**** DOCUMENT SEGMENT

There are two types of semiconductor memories –
a. Volatile Memory : RAM (Random Access Memory).
b. Non-Volatile Memory : ROM (Read only Memory), PROM
(Programmable ROM) EPROM (Erasable PROM), EEPROM (Electrically
Erasable PROM)
Secondary Memory :
There is another kind of storage device, apart from primary or main memory, which is
known as secondary memory.
Secondary memories are non volatile memory and it is used for permanent storage of data
and program.
Example of secondary memories:
Hard Disk, Floppy Disk, Magnetic Tape------ These are magnetic devices,
CD-ROM------ is optical device
Thumb drive (or pen drive) ------ is semiconductor memory.
COMPUTER ARCHITECTURE
Computer Architecture refers to those attributes of a system visible to a programmer and have a
direct effect on the execution of a program.

********

AIM — What kind of device does the text on computer memory call a CD-ROM?

**** ENTRIES SHOWN

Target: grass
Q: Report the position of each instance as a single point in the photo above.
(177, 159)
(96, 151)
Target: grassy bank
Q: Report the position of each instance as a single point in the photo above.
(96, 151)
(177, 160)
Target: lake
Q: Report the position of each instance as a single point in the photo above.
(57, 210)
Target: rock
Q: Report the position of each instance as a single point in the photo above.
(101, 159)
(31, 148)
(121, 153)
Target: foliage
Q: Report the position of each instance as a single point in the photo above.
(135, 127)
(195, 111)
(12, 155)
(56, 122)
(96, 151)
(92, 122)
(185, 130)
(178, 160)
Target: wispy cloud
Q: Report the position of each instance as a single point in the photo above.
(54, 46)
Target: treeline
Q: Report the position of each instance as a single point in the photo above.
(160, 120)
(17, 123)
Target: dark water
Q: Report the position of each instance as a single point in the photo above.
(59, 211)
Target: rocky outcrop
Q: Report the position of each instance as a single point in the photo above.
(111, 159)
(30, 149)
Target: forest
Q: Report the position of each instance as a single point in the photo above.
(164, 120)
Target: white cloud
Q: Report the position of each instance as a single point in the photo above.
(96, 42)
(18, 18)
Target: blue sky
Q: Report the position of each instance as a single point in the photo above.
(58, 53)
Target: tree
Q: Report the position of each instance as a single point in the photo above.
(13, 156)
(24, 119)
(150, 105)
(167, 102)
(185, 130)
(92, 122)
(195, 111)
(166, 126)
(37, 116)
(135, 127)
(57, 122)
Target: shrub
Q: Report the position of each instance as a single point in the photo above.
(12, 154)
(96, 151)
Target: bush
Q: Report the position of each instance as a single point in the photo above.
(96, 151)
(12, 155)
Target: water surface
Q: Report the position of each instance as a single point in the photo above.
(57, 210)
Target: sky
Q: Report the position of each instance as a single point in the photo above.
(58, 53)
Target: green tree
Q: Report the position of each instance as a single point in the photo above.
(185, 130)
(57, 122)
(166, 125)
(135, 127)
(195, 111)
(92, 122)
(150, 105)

********

EXERCISE SOLUTION — An optical device.